STATED EXERCISE.
Lines before the one containing "Task: Find the wispy" are excluded; reproduce that line and all lines after it in the entries below, exactly.

ITEMS.

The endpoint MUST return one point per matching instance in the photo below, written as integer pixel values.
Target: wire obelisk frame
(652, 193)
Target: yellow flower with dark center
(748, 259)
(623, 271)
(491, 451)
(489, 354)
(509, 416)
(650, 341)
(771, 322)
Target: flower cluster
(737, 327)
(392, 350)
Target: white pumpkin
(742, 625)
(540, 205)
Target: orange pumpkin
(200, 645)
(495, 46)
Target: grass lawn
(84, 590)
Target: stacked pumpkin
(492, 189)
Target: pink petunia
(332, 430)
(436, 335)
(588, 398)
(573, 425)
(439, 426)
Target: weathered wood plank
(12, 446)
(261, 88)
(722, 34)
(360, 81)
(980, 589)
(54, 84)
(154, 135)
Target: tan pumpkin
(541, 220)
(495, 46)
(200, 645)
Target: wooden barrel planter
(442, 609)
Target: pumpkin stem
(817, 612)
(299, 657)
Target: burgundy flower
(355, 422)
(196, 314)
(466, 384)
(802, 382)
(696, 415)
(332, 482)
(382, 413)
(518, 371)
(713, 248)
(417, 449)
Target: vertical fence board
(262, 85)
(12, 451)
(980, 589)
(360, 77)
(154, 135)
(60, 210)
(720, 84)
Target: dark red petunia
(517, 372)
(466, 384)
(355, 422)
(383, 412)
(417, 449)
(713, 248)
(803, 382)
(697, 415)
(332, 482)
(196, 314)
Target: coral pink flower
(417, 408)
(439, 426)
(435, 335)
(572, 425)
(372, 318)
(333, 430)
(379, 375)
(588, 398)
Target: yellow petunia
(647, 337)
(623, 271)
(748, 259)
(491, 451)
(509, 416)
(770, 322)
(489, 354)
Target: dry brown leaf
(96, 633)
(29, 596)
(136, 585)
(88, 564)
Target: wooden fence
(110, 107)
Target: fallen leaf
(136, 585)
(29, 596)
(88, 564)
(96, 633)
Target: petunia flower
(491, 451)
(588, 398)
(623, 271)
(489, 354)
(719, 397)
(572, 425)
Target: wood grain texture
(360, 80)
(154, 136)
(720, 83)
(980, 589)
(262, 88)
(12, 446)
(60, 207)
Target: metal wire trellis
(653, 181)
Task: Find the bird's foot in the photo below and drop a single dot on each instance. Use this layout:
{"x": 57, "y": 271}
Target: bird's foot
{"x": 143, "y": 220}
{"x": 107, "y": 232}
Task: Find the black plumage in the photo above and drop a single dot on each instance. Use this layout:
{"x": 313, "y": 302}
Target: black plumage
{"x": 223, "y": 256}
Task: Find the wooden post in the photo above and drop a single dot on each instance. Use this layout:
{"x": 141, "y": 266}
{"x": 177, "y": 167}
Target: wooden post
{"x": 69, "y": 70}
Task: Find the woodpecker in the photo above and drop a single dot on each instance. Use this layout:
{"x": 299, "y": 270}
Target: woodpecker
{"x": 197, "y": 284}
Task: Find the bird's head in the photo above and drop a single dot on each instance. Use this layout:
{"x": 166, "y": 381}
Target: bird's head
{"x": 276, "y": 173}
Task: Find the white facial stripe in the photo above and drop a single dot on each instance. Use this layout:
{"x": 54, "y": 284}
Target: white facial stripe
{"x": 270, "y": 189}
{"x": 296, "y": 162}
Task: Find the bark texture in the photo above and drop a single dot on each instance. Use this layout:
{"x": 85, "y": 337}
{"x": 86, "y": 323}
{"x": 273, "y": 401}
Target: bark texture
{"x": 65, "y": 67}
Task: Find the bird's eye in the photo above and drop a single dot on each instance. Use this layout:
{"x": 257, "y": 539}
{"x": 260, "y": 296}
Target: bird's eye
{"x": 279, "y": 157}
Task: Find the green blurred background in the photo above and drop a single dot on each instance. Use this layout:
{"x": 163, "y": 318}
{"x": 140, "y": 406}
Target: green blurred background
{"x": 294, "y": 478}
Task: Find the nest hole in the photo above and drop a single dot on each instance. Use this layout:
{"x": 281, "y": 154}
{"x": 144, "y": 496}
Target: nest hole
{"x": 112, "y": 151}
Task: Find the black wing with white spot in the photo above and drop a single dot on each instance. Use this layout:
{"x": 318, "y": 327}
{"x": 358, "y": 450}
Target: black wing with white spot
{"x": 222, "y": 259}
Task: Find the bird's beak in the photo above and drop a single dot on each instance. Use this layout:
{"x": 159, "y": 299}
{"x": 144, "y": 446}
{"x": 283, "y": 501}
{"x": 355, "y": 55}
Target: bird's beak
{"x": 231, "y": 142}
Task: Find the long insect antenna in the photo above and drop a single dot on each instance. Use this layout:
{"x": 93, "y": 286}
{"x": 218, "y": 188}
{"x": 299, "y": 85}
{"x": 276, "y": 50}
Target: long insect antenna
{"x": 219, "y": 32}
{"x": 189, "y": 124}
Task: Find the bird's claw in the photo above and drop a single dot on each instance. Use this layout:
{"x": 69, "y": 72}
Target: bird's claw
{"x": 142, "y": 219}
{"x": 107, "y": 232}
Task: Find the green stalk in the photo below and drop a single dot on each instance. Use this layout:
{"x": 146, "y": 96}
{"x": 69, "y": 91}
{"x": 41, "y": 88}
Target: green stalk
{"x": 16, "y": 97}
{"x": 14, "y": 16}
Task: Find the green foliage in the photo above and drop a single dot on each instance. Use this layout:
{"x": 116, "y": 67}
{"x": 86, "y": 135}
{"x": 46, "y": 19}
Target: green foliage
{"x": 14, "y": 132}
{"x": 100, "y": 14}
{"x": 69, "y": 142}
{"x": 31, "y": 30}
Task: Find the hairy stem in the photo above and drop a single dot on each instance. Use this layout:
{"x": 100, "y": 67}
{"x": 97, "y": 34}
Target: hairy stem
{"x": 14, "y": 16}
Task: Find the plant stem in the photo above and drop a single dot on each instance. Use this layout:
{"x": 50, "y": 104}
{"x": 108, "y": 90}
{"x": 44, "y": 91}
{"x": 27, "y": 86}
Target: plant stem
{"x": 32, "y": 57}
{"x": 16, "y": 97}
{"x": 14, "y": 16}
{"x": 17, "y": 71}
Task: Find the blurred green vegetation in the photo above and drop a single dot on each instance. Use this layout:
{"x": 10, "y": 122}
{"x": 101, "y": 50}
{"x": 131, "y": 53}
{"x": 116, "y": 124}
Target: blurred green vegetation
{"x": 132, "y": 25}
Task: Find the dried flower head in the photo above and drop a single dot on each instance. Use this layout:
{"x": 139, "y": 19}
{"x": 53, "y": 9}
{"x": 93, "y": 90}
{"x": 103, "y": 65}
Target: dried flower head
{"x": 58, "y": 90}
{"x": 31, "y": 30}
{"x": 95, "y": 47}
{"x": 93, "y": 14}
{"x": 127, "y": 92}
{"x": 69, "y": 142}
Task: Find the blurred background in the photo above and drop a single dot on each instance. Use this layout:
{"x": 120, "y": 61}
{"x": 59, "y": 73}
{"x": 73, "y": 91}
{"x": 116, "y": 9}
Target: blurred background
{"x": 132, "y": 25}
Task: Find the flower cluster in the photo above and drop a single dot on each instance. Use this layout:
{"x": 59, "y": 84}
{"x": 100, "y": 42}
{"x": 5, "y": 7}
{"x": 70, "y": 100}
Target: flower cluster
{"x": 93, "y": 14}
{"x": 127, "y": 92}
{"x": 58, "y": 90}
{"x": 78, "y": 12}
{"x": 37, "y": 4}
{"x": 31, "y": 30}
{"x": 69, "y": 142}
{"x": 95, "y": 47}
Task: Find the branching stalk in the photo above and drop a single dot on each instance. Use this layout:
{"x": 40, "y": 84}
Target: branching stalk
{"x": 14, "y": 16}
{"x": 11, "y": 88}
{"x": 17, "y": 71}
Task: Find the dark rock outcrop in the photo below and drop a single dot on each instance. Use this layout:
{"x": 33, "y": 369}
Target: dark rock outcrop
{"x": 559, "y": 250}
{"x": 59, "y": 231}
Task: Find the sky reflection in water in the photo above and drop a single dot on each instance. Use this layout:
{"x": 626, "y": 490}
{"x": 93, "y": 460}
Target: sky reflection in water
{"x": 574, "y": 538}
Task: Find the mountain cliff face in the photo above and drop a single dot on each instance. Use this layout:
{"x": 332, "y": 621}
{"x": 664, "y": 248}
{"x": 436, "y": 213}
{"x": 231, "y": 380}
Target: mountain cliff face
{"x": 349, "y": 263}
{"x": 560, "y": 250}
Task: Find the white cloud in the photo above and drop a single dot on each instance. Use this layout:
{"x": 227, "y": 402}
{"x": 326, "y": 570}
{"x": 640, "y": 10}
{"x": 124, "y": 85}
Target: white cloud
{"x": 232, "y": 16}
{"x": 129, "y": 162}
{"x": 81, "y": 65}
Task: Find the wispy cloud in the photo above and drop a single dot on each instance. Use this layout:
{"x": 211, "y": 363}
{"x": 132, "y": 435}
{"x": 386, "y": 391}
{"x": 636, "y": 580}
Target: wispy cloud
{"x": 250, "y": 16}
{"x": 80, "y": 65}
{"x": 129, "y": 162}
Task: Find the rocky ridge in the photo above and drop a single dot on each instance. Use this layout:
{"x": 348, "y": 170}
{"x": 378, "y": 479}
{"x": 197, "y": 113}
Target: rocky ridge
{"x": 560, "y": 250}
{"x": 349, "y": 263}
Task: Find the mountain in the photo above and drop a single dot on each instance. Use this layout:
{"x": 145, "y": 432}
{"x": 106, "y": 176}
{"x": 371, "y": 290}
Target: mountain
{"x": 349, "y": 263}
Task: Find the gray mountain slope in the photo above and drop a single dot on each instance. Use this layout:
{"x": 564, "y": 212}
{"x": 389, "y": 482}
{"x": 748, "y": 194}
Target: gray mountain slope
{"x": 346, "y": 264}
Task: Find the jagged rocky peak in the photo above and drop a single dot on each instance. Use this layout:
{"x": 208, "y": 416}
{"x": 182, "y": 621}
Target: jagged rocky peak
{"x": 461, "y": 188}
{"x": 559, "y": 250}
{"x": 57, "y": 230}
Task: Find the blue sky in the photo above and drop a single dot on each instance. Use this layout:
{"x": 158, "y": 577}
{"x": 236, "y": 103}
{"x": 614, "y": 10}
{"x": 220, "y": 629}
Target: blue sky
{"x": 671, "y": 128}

CORRECT OUTPUT.
Task: Find the wispy cloud in the photo above and drop a single dot on each instance. Use this layout:
{"x": 211, "y": 363}
{"x": 132, "y": 435}
{"x": 386, "y": 391}
{"x": 636, "y": 580}
Target: wispy cloud
{"x": 250, "y": 16}
{"x": 80, "y": 65}
{"x": 129, "y": 162}
Task: Find the rocky ridge in the photo above and drop a single dot on each instance. Use this layout:
{"x": 348, "y": 170}
{"x": 378, "y": 479}
{"x": 197, "y": 113}
Target: rocky ridge
{"x": 560, "y": 250}
{"x": 349, "y": 263}
Task: Find the mountain in the photo above and drop a single dot on each instance. Use this layout:
{"x": 145, "y": 432}
{"x": 106, "y": 176}
{"x": 371, "y": 290}
Target: mountain
{"x": 349, "y": 263}
Task: Find the gray mountain slope in the photo above and drop a single dot on each instance. Use this layout:
{"x": 564, "y": 212}
{"x": 389, "y": 482}
{"x": 748, "y": 194}
Target: gray mountain slope
{"x": 346, "y": 264}
Task: Find the jagged rocky peak in the photo above and drop a single dot on each instance. Use this layout:
{"x": 208, "y": 416}
{"x": 182, "y": 621}
Target: jagged rocky peak
{"x": 461, "y": 188}
{"x": 559, "y": 250}
{"x": 57, "y": 230}
Task: Find the blue sky in the photo above and drop a single dot on each instance. Use this layout:
{"x": 158, "y": 577}
{"x": 236, "y": 103}
{"x": 614, "y": 10}
{"x": 220, "y": 629}
Target: blue sky
{"x": 671, "y": 128}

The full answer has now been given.